[[ Data to examine, beginning ]]
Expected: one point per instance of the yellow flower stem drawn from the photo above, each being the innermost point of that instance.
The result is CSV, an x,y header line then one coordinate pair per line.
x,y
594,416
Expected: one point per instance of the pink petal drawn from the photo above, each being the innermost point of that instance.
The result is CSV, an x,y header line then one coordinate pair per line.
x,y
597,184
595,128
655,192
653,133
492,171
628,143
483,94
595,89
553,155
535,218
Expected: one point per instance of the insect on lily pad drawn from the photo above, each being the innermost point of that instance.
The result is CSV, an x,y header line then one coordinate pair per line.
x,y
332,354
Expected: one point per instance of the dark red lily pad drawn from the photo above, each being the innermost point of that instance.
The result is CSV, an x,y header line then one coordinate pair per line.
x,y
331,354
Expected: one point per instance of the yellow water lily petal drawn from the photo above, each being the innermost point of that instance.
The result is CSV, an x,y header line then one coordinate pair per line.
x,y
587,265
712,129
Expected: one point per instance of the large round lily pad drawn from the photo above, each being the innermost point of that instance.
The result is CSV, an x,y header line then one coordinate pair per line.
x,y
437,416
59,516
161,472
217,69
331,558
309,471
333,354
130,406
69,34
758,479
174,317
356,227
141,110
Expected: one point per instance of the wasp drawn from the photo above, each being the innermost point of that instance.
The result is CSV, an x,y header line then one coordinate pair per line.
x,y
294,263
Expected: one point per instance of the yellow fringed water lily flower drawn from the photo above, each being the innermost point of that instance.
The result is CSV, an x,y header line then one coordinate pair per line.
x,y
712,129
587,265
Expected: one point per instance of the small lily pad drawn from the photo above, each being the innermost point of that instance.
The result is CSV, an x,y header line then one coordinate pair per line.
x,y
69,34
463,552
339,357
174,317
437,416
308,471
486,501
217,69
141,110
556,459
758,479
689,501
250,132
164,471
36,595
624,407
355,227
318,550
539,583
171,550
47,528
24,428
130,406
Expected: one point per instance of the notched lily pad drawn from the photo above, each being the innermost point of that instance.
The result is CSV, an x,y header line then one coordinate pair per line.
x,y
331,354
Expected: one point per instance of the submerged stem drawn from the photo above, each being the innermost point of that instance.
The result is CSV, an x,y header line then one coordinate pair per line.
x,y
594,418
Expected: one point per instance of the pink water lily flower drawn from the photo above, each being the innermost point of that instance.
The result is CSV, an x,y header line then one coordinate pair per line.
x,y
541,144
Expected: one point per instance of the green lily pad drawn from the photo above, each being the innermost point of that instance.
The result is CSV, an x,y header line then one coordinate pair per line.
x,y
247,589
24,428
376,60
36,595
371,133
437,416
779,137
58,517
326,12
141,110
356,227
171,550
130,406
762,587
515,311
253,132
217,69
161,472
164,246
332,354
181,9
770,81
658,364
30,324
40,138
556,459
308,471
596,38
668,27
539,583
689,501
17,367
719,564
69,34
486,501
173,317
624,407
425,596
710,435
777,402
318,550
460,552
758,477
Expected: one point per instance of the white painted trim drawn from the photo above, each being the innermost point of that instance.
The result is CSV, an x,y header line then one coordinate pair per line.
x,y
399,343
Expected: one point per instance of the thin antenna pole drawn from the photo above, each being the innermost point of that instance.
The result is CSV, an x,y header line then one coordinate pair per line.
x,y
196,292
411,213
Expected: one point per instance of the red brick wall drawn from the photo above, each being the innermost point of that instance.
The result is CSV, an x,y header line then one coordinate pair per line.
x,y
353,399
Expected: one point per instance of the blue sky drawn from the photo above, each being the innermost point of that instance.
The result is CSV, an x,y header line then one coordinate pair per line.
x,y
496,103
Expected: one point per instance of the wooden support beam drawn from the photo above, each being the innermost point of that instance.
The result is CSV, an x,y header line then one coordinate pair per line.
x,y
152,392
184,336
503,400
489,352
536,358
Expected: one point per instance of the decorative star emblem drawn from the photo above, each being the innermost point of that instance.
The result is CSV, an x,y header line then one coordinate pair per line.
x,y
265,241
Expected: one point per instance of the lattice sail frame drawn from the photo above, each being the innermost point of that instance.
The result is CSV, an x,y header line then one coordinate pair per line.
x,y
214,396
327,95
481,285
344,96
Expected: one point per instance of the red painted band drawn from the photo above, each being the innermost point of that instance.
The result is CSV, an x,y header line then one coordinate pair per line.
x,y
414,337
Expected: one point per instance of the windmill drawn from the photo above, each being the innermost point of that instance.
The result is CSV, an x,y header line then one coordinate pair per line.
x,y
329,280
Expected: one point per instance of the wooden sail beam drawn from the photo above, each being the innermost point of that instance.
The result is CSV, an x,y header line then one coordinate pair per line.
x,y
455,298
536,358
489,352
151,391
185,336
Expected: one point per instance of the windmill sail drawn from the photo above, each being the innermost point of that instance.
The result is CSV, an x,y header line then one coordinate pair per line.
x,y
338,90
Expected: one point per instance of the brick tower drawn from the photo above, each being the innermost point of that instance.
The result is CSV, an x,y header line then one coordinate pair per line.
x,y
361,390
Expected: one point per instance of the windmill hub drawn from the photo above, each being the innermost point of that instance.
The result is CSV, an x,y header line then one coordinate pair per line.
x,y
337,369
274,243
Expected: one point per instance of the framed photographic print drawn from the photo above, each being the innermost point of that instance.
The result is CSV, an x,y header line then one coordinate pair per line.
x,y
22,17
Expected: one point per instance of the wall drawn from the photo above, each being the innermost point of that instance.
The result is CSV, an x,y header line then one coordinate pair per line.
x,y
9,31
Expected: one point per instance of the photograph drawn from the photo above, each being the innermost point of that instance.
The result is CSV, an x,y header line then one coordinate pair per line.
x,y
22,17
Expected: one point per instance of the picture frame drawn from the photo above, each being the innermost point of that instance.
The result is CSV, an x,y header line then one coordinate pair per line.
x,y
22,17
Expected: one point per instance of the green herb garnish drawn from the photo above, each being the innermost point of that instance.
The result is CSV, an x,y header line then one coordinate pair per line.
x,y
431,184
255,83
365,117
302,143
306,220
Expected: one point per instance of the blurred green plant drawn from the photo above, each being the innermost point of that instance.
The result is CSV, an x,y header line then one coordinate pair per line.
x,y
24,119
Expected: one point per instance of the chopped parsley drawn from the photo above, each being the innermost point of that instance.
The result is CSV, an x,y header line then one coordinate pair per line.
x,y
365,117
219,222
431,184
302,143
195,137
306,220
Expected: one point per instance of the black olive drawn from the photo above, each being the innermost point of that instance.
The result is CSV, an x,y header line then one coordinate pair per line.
[[ Data to examine, end ]]
■ Work request
Above are the records; from them, give again exactly the lines from the one containing "Expected: one point per instance of the windmill hub" to the one containing "Expected: one point per instance of the wall", both lines included, and nothing more.

■ Written answer
Expected: one point per instance of the windmill hub drawn from the photo above, each being the innermost point of that instance.
The result is CSV, an x,y header line then one coordinate pair per line.
x,y
337,369
274,243
Expected: one point per instance of the framed photographic print drawn from the photo above, each being the innermost point of that instance.
The result is CSV, an x,y header line then one coordinate pair per line.
x,y
22,17
Expected: one point per instance of the wall drawn from the photo above, each being the innermost point of that instance.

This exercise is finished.